SET TASK: Copy exactly, and only, the lines from the line containing "Objective — for every instance of the dirt" through the last line of the records below, both included.

Excerpts of location labeling data:

* BEGIN *

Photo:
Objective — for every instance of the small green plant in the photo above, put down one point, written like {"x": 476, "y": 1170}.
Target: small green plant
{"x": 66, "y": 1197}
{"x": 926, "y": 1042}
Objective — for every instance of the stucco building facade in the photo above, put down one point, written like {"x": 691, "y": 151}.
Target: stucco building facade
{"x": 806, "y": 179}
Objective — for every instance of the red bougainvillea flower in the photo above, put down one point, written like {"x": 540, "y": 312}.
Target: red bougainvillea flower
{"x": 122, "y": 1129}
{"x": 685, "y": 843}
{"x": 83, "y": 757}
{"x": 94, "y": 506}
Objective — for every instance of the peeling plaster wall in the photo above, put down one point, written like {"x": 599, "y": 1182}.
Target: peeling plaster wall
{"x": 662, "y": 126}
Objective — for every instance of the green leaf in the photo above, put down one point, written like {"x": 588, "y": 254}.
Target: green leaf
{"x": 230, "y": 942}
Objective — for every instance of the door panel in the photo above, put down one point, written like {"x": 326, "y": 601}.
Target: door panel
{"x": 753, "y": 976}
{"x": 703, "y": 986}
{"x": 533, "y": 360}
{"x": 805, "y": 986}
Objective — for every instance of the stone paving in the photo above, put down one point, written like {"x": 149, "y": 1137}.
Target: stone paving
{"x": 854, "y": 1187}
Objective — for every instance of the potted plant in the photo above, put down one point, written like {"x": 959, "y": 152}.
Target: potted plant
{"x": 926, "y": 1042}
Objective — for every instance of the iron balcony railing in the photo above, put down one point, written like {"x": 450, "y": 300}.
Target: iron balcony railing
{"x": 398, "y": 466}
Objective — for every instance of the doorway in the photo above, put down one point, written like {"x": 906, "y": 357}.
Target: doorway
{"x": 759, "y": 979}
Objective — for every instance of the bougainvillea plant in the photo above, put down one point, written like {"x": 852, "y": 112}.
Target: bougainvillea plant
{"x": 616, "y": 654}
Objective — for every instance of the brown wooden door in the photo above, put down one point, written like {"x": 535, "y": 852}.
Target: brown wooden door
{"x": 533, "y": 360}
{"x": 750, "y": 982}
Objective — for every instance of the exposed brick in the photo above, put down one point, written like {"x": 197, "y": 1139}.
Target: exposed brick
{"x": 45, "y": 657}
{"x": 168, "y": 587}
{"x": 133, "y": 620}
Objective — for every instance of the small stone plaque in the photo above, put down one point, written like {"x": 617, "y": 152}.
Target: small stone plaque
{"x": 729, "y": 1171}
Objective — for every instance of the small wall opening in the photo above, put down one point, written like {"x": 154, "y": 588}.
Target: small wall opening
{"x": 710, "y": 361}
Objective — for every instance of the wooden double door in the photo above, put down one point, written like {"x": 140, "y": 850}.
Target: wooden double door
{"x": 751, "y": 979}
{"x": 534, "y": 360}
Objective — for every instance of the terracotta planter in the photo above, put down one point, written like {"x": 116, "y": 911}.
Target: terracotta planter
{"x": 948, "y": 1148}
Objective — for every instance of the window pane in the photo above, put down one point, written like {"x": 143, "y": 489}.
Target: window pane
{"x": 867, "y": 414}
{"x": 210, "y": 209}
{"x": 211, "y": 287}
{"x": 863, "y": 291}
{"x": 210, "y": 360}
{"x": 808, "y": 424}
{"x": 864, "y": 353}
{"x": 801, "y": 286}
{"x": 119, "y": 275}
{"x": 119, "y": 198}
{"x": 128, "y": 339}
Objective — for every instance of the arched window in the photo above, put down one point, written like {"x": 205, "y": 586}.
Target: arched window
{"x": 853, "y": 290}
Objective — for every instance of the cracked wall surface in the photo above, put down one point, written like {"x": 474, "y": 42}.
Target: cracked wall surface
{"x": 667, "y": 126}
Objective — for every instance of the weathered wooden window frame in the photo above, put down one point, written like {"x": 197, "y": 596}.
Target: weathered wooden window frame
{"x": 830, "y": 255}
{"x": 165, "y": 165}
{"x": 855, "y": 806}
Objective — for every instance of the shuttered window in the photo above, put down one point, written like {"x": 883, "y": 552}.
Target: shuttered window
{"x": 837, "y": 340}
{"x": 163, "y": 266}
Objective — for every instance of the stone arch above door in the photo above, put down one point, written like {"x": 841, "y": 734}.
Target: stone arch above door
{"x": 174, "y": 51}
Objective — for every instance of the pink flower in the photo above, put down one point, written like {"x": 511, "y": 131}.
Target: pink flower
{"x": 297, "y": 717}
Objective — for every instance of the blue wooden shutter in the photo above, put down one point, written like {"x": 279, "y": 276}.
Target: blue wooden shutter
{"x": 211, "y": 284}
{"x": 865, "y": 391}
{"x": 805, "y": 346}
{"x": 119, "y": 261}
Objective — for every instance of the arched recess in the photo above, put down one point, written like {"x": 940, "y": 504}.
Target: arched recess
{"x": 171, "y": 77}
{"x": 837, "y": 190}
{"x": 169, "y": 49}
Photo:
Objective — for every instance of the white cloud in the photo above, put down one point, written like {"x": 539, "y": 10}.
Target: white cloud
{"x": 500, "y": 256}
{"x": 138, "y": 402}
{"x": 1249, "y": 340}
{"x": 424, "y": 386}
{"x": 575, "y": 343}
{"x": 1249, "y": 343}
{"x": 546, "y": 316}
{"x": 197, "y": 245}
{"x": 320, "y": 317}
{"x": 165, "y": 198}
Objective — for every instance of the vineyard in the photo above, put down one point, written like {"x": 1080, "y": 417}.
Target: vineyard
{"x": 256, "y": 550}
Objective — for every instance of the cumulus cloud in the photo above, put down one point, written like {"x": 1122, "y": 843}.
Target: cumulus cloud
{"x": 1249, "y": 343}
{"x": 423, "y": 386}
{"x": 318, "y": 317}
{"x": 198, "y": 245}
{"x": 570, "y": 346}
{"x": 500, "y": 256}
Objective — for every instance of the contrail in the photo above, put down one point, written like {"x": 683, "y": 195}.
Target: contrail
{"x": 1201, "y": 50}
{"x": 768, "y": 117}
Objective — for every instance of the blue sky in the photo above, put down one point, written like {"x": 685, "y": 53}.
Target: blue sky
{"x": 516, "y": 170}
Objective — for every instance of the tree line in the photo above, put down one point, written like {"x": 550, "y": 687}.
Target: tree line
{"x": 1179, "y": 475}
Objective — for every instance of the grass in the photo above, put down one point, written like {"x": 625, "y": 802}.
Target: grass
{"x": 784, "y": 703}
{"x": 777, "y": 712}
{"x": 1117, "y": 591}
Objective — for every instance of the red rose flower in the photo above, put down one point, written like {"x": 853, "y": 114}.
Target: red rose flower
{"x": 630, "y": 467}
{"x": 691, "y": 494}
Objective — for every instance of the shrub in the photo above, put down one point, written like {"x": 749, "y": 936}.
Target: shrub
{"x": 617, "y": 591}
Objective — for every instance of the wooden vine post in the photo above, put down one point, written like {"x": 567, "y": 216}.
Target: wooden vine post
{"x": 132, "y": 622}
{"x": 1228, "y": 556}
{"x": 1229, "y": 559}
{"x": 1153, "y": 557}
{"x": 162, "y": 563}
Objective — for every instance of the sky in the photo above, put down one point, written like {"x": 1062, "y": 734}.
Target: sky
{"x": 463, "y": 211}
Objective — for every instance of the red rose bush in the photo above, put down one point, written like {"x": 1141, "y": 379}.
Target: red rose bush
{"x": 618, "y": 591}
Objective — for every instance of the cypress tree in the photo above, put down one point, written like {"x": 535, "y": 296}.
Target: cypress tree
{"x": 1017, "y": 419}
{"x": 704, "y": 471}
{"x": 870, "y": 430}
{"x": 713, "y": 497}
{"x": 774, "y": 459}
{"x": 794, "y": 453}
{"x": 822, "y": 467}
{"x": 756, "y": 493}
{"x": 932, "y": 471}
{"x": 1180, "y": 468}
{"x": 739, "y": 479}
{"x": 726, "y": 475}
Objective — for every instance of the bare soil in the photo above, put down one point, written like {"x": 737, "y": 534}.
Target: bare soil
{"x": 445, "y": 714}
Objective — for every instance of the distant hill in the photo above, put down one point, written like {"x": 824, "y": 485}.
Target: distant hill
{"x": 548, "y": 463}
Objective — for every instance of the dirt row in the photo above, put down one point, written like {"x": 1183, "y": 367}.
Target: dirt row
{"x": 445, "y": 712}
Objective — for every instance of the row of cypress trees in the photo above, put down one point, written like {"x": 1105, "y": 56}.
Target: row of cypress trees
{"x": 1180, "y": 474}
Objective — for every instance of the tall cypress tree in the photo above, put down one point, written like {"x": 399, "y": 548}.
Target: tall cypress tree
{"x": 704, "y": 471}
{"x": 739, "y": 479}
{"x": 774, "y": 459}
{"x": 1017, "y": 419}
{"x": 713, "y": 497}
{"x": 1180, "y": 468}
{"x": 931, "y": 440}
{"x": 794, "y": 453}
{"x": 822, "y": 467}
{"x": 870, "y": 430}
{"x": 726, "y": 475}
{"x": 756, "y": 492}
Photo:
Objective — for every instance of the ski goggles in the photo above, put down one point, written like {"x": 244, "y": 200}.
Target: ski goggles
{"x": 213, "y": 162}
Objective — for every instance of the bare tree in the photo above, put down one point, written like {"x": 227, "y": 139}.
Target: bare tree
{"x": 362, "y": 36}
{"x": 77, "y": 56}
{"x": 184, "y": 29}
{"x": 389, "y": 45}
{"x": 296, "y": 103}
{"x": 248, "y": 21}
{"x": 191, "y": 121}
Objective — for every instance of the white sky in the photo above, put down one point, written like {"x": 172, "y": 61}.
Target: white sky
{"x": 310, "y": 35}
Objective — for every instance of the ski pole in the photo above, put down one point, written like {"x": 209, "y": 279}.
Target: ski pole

* END *

RESPONSE:
Objective — for every instance of the dirt row in the photo above, put down one point, written like {"x": 1183, "y": 367}.
Target: dirt row
{"x": 445, "y": 712}
Objective — for every instance of the row of cypress trees in the photo above, put down one point, written like {"x": 1105, "y": 56}.
Target: row of cypress trees
{"x": 1180, "y": 474}
Objective — for every instance of the tall cypress tree in the photo above, put down one point, written like {"x": 399, "y": 548}.
Target: tall cypress tree
{"x": 704, "y": 471}
{"x": 739, "y": 479}
{"x": 774, "y": 459}
{"x": 1017, "y": 419}
{"x": 713, "y": 497}
{"x": 1180, "y": 468}
{"x": 931, "y": 440}
{"x": 794, "y": 453}
{"x": 822, "y": 467}
{"x": 870, "y": 430}
{"x": 726, "y": 475}
{"x": 756, "y": 492}
Photo:
Objective — for every instance of the ski goggles in the photo above, put down one point, written like {"x": 244, "y": 200}.
Target: ski goggles
{"x": 213, "y": 162}
Objective — for every instance of the bare tree in the photo above, put down one point, written like {"x": 227, "y": 139}.
Target: bare tree
{"x": 362, "y": 36}
{"x": 77, "y": 56}
{"x": 184, "y": 29}
{"x": 389, "y": 45}
{"x": 296, "y": 103}
{"x": 248, "y": 21}
{"x": 191, "y": 121}
Objective — for every instance of the white sky in the photo above, put down one point, written like {"x": 172, "y": 61}.
Target: white sky
{"x": 310, "y": 35}
Objective — for every instance of the ski pole in the photo above, put down one point, written like {"x": 209, "y": 279}.
Target: ski pole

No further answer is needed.